● Exercise prompt: Please copy the items below word for word, from their first line through the line that contains "POLYGON ((400 136, 398", including that line.

● The data:
** Begin **
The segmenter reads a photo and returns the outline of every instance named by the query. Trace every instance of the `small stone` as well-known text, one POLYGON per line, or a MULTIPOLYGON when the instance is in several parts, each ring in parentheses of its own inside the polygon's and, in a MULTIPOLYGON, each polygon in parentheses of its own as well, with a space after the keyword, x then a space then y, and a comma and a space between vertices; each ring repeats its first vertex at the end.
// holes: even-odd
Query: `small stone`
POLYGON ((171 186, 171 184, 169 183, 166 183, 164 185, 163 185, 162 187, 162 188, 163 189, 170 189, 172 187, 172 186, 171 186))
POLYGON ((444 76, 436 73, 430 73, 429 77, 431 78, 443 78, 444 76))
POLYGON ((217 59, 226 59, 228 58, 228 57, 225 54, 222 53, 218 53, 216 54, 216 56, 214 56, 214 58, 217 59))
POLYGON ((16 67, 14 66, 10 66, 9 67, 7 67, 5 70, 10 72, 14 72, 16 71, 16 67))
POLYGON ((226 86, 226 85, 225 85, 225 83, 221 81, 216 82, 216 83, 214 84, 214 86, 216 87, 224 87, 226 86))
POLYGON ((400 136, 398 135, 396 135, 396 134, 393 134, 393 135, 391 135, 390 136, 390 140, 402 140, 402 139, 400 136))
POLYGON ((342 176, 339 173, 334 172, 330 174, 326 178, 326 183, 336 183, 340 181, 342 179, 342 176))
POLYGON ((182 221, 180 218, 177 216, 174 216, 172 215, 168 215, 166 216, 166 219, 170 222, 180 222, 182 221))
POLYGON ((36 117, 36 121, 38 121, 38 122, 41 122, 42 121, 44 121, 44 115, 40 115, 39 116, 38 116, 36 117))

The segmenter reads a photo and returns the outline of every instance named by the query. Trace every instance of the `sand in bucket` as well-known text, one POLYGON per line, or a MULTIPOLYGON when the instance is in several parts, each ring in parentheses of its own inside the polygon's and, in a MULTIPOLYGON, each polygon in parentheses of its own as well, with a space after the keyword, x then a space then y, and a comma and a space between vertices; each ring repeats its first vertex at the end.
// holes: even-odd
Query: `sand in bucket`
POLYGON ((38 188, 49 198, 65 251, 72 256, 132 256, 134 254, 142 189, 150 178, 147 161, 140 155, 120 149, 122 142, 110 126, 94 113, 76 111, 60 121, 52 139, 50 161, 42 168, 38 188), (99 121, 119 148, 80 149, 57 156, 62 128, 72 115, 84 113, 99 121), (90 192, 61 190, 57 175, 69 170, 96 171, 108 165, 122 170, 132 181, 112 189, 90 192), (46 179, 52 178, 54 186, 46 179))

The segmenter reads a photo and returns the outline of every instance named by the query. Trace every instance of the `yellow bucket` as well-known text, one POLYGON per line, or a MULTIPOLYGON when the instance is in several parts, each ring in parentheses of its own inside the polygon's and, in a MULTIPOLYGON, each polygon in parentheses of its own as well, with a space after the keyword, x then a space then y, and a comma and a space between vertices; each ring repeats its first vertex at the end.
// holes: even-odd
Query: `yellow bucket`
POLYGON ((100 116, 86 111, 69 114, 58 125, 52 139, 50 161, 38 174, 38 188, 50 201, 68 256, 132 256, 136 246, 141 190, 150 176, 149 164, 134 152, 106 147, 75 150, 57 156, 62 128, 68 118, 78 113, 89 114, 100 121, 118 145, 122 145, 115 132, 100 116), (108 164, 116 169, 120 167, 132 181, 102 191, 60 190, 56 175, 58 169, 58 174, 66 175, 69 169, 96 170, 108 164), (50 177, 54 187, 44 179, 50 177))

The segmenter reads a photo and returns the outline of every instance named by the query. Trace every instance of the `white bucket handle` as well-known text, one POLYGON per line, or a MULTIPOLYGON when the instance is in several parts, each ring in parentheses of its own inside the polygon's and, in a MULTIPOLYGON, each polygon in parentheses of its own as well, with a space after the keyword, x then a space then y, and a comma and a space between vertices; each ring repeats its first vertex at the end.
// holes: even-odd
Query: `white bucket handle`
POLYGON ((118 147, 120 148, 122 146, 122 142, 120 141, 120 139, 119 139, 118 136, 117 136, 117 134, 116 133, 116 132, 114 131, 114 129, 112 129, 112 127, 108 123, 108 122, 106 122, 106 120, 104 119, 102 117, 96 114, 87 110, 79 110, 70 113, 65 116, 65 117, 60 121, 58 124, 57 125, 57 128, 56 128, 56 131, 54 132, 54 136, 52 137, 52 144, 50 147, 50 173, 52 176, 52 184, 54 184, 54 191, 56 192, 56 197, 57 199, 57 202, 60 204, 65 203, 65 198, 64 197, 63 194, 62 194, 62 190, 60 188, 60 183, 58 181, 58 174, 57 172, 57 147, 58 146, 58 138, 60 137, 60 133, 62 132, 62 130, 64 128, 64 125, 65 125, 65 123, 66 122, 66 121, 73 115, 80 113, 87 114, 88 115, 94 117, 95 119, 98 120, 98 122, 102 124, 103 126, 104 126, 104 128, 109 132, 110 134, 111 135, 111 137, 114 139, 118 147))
** End **
● Task solution:
The segmenter reads a photo and returns the outline of every instance named by the query. Trace every instance of the `small stone` as well-known text, one POLYGON per line, or a MULTIPOLYGON when the instance is in several parts, each ring in parentheses of its own inside the polygon's and, in a MULTIPOLYGON, each polygon in parentheses of its own as well, with a space after the keyword, x then a space then y, and a comma and a space between vertices; each ring repeats its first vertex at the end.
// holes: even-odd
Query: `small stone`
POLYGON ((171 186, 171 184, 169 183, 166 183, 164 185, 163 185, 162 187, 162 188, 163 189, 170 189, 172 187, 172 186, 171 186))
POLYGON ((444 76, 436 73, 430 73, 429 77, 431 78, 443 78, 444 76))
POLYGON ((217 59, 226 59, 228 58, 228 57, 225 54, 222 53, 218 53, 216 54, 216 56, 214 56, 214 58, 217 59))
POLYGON ((16 67, 14 66, 10 66, 9 67, 7 67, 5 70, 10 72, 14 72, 16 71, 16 67))
POLYGON ((226 86, 226 85, 225 85, 225 83, 221 81, 216 82, 216 83, 214 84, 214 86, 216 87, 224 87, 226 86))
POLYGON ((400 136, 398 135, 396 135, 396 134, 393 134, 393 135, 391 135, 390 136, 390 140, 402 140, 402 139, 400 136))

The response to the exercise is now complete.